» Data for processing
* START *

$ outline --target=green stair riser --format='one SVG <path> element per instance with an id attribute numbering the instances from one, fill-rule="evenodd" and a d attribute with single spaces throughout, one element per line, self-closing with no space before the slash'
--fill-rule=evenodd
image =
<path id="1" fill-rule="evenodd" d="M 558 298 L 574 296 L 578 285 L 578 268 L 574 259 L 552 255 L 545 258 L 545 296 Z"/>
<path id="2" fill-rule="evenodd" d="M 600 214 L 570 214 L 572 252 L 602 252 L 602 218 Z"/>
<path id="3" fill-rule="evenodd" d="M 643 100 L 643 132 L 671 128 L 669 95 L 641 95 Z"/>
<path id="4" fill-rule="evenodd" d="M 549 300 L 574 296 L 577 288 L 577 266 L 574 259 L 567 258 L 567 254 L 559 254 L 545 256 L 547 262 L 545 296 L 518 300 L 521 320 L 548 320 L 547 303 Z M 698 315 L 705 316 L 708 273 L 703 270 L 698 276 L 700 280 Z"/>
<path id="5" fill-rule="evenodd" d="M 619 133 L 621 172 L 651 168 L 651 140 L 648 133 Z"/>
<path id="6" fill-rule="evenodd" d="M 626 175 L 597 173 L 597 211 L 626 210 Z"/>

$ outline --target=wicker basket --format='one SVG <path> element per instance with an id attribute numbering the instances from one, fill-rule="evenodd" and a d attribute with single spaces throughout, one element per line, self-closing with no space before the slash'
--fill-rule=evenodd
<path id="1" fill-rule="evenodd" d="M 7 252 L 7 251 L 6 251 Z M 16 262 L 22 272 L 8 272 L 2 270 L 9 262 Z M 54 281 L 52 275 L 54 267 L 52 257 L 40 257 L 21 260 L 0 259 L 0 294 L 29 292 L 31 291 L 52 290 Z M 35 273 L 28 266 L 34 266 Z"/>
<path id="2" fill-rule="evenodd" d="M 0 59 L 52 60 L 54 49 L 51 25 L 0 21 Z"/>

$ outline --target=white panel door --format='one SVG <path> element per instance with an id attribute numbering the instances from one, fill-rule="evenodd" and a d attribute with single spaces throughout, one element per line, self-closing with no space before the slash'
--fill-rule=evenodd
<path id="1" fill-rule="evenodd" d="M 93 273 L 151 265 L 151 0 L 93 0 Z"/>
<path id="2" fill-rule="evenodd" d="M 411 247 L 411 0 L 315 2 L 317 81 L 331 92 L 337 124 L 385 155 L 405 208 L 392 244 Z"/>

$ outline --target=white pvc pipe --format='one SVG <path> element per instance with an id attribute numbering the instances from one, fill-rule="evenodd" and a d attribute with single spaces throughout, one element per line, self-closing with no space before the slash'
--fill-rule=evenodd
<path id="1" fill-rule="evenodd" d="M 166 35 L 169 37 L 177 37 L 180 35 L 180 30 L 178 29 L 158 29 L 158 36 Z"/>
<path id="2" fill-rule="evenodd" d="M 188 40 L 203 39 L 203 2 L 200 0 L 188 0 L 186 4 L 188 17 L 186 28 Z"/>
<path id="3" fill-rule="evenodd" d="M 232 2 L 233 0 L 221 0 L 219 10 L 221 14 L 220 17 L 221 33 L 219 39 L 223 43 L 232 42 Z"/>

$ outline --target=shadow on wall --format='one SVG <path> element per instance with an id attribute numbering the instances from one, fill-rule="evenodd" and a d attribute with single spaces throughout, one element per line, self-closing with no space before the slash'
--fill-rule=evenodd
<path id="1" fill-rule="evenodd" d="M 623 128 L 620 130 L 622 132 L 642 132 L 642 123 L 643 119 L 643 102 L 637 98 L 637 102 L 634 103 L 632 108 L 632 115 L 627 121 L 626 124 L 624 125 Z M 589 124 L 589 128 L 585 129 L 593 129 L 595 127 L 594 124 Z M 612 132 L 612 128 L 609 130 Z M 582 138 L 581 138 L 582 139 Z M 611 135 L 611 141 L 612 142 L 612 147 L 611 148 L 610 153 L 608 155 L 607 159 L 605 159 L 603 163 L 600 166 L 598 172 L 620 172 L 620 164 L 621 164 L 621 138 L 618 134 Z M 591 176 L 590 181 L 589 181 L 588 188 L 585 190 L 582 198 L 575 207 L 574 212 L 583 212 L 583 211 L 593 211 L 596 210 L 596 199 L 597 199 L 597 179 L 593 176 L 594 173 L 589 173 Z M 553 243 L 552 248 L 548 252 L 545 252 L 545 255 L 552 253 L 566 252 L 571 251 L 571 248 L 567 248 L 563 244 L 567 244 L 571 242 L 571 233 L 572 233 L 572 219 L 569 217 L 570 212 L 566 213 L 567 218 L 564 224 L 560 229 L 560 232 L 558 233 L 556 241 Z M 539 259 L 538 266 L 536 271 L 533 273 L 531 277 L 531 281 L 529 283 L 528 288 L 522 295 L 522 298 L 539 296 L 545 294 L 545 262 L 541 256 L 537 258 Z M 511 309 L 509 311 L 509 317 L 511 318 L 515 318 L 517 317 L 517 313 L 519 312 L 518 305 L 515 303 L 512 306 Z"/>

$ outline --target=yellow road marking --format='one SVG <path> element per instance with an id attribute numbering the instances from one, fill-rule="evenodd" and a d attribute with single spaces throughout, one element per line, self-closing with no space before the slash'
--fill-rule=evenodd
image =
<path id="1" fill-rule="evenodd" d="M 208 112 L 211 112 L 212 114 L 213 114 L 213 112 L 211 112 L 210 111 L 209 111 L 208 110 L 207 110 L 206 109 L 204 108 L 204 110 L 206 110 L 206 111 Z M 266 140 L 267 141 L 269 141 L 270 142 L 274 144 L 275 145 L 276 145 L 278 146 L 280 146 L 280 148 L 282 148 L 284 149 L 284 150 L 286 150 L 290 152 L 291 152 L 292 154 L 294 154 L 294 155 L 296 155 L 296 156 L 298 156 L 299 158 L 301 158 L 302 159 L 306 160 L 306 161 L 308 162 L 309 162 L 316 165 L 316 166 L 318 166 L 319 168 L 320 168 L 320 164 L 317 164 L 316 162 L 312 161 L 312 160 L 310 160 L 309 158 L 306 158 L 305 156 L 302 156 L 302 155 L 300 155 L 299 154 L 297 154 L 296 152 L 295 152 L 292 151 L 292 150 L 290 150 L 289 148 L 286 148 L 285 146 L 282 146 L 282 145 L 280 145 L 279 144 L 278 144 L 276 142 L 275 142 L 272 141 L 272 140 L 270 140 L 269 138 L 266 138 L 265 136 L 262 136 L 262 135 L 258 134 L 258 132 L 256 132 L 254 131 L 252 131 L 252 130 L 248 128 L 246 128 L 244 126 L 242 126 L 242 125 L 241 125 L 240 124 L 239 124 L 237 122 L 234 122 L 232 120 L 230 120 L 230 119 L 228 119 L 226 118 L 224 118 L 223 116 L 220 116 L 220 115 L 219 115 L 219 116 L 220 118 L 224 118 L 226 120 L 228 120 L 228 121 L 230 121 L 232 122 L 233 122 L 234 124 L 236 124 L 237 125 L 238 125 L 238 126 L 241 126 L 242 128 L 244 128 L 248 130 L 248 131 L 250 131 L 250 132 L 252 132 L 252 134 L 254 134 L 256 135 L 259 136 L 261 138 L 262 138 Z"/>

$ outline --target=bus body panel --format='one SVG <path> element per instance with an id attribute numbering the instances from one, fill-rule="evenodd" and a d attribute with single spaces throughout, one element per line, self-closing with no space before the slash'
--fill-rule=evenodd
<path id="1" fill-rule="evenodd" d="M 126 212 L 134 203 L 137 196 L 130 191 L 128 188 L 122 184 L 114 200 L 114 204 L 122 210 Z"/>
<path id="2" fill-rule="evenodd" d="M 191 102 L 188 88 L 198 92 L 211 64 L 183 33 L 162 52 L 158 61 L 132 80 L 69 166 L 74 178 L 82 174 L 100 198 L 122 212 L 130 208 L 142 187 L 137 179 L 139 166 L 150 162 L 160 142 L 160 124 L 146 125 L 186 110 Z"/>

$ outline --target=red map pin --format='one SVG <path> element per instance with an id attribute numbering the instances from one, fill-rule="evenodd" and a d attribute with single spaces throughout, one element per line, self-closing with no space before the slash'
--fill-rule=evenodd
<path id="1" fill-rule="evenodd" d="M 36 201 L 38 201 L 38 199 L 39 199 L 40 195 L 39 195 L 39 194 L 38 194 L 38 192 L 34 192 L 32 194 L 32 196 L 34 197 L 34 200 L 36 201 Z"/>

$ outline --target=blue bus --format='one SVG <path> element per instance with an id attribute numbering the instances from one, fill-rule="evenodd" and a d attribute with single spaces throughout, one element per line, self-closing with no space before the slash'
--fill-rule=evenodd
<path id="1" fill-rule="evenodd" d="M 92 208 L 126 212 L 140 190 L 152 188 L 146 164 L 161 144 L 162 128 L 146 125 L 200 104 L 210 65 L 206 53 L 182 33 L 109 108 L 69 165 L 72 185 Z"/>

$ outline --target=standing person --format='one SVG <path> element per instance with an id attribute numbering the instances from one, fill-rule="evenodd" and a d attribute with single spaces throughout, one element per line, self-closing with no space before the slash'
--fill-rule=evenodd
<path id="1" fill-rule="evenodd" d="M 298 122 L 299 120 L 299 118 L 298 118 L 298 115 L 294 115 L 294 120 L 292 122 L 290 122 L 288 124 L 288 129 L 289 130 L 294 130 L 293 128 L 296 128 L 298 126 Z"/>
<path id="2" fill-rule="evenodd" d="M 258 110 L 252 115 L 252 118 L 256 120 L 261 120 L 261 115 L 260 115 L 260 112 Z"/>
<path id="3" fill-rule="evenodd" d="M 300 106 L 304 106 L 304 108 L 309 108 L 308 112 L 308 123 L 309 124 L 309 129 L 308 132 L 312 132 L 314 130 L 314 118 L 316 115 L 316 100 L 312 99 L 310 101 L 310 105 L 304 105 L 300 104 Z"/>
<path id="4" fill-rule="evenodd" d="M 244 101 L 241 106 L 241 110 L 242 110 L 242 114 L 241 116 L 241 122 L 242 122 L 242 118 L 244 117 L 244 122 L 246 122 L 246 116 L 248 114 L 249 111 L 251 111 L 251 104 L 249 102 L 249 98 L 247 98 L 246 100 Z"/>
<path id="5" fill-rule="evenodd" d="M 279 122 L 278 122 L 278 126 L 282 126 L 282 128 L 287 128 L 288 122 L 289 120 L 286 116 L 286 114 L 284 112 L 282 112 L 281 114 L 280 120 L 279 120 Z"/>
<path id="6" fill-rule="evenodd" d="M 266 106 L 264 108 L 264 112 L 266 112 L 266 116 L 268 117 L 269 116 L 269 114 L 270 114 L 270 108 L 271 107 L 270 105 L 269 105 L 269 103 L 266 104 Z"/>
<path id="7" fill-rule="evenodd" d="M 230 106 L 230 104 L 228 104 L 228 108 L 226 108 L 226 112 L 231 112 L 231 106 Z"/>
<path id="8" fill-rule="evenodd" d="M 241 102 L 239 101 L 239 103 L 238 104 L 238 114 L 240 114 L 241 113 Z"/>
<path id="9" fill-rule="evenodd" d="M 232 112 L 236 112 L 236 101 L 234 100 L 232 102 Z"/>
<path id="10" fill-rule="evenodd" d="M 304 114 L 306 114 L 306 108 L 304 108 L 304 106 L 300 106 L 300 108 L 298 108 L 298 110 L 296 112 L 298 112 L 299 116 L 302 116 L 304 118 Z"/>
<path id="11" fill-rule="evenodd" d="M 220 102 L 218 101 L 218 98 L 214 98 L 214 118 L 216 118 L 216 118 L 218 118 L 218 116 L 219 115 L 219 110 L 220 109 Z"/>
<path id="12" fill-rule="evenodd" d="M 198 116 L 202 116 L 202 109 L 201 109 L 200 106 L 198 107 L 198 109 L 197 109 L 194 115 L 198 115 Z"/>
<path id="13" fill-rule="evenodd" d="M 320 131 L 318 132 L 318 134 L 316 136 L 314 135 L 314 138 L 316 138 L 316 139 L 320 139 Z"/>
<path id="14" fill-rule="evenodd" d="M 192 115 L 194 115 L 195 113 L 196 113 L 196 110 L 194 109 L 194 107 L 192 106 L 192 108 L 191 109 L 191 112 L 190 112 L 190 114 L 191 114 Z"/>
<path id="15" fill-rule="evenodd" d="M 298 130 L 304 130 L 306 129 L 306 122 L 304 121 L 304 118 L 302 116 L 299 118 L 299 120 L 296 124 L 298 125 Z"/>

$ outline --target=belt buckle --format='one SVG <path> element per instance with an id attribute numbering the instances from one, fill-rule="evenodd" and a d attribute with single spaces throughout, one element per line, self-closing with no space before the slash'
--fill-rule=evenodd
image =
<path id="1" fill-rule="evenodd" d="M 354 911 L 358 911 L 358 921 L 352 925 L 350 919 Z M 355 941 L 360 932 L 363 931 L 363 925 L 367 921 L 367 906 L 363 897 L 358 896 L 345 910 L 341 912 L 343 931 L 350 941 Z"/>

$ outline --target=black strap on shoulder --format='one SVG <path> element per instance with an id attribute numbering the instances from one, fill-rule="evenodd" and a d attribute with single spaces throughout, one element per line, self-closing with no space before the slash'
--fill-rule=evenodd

* END *

» Set exercise
Reproduce the lines starting at the first one and ending at the line that contains "0 59 L 52 60", substituting "rattan basket" for "wicker basket" and leaving everything else unchanged.

» Result below
$ outline --target=green stair riser --format='one SVG <path> element per instance with an id attribute numbering the instances from one, fill-rule="evenodd" and a d attribute with single spaces throughout, one element per line, self-closing with no space before the slash'
--fill-rule=evenodd
image =
<path id="1" fill-rule="evenodd" d="M 558 298 L 574 296 L 578 285 L 578 268 L 574 259 L 552 255 L 545 258 L 545 296 Z"/>
<path id="2" fill-rule="evenodd" d="M 600 214 L 570 214 L 572 252 L 602 252 L 602 218 Z"/>
<path id="3" fill-rule="evenodd" d="M 643 100 L 643 132 L 671 128 L 669 95 L 641 95 Z"/>
<path id="4" fill-rule="evenodd" d="M 549 300 L 574 296 L 577 288 L 577 266 L 574 259 L 567 258 L 567 254 L 559 254 L 545 256 L 547 262 L 545 296 L 518 300 L 521 320 L 548 320 L 547 303 Z M 698 315 L 705 316 L 708 273 L 703 270 L 698 276 L 700 280 Z"/>
<path id="5" fill-rule="evenodd" d="M 619 133 L 621 172 L 651 168 L 651 140 L 648 133 Z"/>
<path id="6" fill-rule="evenodd" d="M 626 175 L 597 173 L 597 211 L 626 210 Z"/>

$ outline --target=rattan basket --format='one SVG <path> element per instance with an id attribute numbering the instances from one, fill-rule="evenodd" and a d attribute with single spaces throughout, one element per line, self-closing with no space before the slash'
--fill-rule=evenodd
<path id="1" fill-rule="evenodd" d="M 7 252 L 7 251 L 6 251 Z M 16 262 L 22 272 L 8 272 L 2 270 L 9 262 Z M 54 281 L 52 275 L 54 267 L 52 257 L 40 257 L 21 260 L 0 259 L 0 294 L 29 292 L 31 291 L 52 290 Z M 35 273 L 28 266 L 34 266 Z"/>
<path id="2" fill-rule="evenodd" d="M 0 59 L 52 60 L 54 49 L 51 25 L 0 21 Z"/>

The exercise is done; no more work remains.